Crônica - As árvores da minha vida - Roseli Arrudha



As árvores da minha vida

Algumas passagens da vida ficam guardadas para sempre num lugar muito secreto do cérebro e de vez em quando voltam à tona com a mesma importância do passado. Caminhamos para o futuro, mas o passado segue junto, vinculado a tudo ao redor. Mesmo depois de tantos anos da sua morte, lembro com saudade da minha avó Geny, uma avozinha portuguesa linda, tão delicada e ao mesmo tempo o baluarte que concentrava em si todo poder de coesão da minha família.

 Ela era o nosso ponto de convergência emocional, ao redor dela gravitávamos. Vovó Geny, árvore de raiz forte, dona de uma sabedoria peculiar, conhecia chás e remédios para todos os males e mesmo franzina era capaz de jogar o diabo do outro lado da rua para defender um filho ou proteger a sua casa. Pessoa carregada de histórias e sonhos, signos e símbolos que constituíam a base tangível da nossa estrutura familiar, vivia como uma borboleta entre a horta, árvores frutíferas, as primaveras coloridas, os santos de sua devoção mas também como uma loba feroz, pressentindo e evitando os perigos do cotidiano. Registrei na memória um dos seus hábitos, gostava de passar o café moído na hora num coador de pano e dizia que não era um coador qualquer e sim “o coador” feito com as próprias mãos com o capricho de um artesão e concluía "uma vida confeccionada à mão é muito mais saborosa". Como morávamos em uma cidade do interior e tudo era perto, todas as tardes, minha mãe, tias e primas marcavam presença na cozinha encantada da casa da vovó, uma verdadeira procissão, um ato religioso, quase sagrado.

Objetivo proposto:
Repita por inteiro a crônica acima sobre a avó Geny, sem alterar nenhuma palavra nem sinal.

Linhas fornecidas:
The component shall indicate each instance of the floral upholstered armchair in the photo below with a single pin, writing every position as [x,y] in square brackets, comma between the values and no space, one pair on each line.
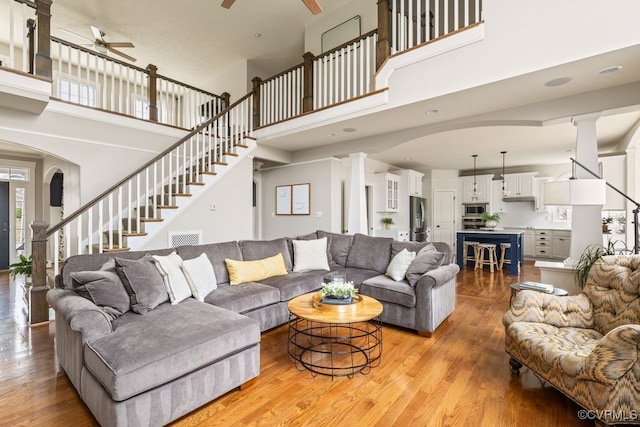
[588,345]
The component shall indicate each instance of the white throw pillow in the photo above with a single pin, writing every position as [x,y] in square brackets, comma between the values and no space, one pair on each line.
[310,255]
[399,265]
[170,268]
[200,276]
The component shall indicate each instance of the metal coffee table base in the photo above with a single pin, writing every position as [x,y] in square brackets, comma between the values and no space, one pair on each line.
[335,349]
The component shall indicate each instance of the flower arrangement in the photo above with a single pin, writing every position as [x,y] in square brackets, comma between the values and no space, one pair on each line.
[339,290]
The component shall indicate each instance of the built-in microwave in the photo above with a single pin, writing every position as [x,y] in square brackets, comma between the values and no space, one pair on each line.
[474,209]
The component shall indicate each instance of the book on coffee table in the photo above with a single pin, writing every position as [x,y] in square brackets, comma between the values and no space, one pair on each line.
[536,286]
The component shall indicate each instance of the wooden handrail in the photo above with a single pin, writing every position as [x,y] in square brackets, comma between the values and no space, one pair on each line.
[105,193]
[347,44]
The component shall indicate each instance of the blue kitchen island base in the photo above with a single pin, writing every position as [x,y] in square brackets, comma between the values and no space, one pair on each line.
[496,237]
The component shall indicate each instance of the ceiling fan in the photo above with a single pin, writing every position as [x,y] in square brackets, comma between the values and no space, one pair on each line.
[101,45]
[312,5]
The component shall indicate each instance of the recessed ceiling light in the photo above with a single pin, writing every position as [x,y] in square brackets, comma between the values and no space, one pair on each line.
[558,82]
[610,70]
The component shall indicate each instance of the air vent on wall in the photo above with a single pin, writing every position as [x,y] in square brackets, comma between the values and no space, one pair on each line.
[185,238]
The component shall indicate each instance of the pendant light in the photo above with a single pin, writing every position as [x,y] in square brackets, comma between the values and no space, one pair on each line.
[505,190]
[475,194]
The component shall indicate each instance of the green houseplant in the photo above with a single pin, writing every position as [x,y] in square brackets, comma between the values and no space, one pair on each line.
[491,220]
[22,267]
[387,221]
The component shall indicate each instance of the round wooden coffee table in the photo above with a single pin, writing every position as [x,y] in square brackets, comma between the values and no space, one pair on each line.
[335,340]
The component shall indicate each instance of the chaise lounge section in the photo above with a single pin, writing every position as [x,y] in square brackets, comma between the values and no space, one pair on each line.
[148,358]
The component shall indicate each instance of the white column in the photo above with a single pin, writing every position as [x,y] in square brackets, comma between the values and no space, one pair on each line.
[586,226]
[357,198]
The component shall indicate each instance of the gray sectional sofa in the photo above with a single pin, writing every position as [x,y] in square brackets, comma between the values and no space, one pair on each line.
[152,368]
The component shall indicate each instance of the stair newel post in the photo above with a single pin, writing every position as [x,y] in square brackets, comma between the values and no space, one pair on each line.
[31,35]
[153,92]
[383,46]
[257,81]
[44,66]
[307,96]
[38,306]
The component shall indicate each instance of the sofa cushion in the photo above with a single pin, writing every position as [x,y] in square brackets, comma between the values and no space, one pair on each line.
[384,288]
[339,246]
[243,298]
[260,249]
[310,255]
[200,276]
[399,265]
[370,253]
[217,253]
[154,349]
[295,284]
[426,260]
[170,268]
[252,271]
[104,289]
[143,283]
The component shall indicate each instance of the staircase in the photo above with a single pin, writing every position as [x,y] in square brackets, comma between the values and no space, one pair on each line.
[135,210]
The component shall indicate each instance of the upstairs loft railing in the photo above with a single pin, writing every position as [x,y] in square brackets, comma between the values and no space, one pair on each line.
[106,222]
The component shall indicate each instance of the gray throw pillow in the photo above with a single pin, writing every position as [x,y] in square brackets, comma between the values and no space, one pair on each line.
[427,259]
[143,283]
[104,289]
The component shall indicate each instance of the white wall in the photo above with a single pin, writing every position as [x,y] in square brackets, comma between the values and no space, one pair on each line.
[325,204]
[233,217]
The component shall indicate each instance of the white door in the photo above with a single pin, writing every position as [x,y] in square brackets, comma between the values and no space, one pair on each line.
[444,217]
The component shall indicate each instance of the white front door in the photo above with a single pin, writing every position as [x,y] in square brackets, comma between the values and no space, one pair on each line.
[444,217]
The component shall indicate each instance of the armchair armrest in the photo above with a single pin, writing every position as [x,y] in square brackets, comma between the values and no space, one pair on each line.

Solução:
Crônica - As árvores da minha vida - Roseli Arrudha



As árvores da minha vida

Algumas passagens da vida ficam guardadas para sempre num lugar muito secreto do cérebro e de vez em quando voltam à tona com a mesma importância do passado. Caminhamos para o futuro, mas o passado segue junto, vinculado a tudo ao redor. Mesmo depois de tantos anos da sua morte, lembro com saudade da minha avó Geny, uma avozinha portuguesa linda, tão delicada e ao mesmo tempo o baluarte que concentrava em si todo poder de coesão da minha família.

 Ela era o nosso ponto de convergência emocional, ao redor dela gravitávamos. Vovó Geny, árvore de raiz forte, dona de uma sabedoria peculiar, conhecia chás e remédios para todos os males e mesmo franzina era capaz de jogar o diabo do outro lado da rua para defender um filho ou proteger a sua casa. Pessoa carregada de histórias e sonhos, signos e símbolos que constituíam a base tangível da nossa estrutura familiar, vivia como uma borboleta entre a horta, árvores frutíferas, as primaveras coloridas, os santos de sua devoção mas também como uma loba feroz, pressentindo e evitando os perigos do cotidiano. Registrei na memória um dos seus hábitos, gostava de passar o café moído na hora num coador de pano e dizia que não era um coador qualquer e sim “o coador” feito com as próprias mãos com o capricho de um artesão e concluía "uma vida confeccionada à mão é muito mais saborosa". Como morávamos em uma cidade do interior e tudo era perto, todas as tardes, minha mãe, tias e primas marcavam presença na cozinha encantada da casa da vovó, uma verdadeira procissão, um ato religioso, quase sagrado.